How to complete this task: Scan the records below for the word "tree" and give only the number of lines that hold it.

————

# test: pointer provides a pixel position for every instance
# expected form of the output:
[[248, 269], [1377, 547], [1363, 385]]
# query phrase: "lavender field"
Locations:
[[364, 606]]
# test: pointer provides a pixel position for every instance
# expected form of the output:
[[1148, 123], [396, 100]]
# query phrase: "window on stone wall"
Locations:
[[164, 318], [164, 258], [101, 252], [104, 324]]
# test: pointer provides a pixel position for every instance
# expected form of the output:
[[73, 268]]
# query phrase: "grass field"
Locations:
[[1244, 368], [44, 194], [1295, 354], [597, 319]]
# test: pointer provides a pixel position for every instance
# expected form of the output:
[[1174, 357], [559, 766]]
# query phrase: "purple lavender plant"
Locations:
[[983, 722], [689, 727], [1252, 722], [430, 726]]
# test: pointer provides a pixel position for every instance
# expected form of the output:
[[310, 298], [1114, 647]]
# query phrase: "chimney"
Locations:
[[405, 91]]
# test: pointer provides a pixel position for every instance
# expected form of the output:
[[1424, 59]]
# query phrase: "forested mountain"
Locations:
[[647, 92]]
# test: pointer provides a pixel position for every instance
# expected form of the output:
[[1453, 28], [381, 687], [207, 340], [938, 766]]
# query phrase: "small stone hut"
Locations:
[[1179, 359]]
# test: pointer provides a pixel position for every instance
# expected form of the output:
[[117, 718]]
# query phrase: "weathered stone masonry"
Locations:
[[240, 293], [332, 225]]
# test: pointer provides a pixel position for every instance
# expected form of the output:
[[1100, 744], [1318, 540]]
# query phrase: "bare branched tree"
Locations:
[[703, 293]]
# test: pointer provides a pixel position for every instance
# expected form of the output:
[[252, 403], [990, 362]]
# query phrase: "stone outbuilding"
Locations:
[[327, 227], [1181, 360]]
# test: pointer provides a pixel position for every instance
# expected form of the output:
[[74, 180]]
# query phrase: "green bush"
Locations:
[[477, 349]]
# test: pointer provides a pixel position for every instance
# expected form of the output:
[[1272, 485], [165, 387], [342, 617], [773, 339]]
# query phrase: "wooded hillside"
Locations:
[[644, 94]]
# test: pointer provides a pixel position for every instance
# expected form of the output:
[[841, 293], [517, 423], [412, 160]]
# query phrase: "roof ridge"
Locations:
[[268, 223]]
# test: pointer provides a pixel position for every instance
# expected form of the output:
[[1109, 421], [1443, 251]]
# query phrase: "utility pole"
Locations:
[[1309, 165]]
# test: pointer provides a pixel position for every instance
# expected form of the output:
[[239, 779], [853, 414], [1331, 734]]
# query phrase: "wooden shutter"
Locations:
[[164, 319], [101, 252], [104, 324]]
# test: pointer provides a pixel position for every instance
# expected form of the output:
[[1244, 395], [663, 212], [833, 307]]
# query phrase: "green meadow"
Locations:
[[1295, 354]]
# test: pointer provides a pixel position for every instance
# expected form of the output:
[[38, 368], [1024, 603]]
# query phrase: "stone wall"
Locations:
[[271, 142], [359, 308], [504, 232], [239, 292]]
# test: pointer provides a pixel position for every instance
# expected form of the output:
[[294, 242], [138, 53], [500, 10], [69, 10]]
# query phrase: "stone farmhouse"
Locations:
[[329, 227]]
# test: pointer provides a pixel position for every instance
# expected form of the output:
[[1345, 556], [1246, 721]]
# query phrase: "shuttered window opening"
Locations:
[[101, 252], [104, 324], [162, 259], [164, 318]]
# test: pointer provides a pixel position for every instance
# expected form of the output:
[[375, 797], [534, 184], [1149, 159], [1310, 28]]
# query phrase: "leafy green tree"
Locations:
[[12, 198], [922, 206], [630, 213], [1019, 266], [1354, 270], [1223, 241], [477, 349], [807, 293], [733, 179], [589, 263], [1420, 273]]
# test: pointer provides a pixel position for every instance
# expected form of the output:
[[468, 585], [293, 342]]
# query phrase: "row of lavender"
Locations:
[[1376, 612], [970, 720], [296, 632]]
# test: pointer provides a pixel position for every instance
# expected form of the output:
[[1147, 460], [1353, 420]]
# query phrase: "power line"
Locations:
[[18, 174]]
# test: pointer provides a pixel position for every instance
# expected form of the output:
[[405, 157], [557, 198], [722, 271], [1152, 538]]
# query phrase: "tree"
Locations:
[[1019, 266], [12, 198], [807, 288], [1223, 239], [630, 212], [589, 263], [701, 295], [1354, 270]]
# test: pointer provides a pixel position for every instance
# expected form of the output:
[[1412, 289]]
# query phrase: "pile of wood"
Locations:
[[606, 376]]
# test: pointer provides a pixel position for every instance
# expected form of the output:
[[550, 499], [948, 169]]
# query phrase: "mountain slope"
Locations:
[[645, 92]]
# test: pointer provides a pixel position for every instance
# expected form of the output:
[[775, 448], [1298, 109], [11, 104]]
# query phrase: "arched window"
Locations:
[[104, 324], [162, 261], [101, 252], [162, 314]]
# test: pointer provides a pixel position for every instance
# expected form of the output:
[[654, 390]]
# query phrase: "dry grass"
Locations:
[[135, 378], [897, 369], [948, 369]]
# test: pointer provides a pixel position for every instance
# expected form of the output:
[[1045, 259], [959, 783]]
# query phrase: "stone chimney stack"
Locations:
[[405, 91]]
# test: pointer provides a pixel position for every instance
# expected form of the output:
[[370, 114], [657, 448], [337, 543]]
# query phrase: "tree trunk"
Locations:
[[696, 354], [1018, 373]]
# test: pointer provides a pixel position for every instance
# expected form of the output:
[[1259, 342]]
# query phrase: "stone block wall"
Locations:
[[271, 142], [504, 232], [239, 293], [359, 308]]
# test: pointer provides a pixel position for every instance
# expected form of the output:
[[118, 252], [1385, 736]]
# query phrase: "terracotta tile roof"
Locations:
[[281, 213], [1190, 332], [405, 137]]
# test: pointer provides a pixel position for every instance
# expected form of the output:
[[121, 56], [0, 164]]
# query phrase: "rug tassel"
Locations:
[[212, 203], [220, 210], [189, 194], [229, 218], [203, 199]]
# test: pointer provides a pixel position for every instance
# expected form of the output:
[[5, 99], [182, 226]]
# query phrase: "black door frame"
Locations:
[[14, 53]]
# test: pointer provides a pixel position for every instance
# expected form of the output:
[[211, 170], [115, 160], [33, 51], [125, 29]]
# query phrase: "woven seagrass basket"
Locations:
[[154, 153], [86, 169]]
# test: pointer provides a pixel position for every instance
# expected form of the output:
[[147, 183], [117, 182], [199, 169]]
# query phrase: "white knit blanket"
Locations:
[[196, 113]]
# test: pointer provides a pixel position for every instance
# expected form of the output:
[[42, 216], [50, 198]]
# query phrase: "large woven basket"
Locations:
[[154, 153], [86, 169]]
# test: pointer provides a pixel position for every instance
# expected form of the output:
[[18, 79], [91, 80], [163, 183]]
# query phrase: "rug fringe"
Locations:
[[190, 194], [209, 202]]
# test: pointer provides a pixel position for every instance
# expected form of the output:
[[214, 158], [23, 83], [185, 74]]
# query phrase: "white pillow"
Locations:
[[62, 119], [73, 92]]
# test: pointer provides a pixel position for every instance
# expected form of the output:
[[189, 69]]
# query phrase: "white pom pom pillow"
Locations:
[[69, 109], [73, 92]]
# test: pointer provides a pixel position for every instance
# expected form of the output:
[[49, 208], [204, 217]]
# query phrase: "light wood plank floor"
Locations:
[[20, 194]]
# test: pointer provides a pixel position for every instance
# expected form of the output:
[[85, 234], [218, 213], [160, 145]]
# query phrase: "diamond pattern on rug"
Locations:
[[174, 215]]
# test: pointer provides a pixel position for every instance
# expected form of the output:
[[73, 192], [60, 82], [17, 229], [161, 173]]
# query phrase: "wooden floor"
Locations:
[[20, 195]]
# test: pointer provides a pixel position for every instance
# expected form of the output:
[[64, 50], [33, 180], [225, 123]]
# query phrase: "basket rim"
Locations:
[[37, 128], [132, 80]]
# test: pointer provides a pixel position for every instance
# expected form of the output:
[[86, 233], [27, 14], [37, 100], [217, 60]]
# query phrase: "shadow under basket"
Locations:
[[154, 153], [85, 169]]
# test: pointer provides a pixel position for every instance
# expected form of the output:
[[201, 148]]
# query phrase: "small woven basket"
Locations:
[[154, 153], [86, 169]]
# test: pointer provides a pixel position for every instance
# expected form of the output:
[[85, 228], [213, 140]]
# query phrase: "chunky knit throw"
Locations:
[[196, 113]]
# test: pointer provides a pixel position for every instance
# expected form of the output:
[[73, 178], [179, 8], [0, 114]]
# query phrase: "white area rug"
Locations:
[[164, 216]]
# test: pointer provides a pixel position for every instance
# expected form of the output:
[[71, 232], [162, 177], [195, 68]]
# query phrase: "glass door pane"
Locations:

————

Solution to this problem: 4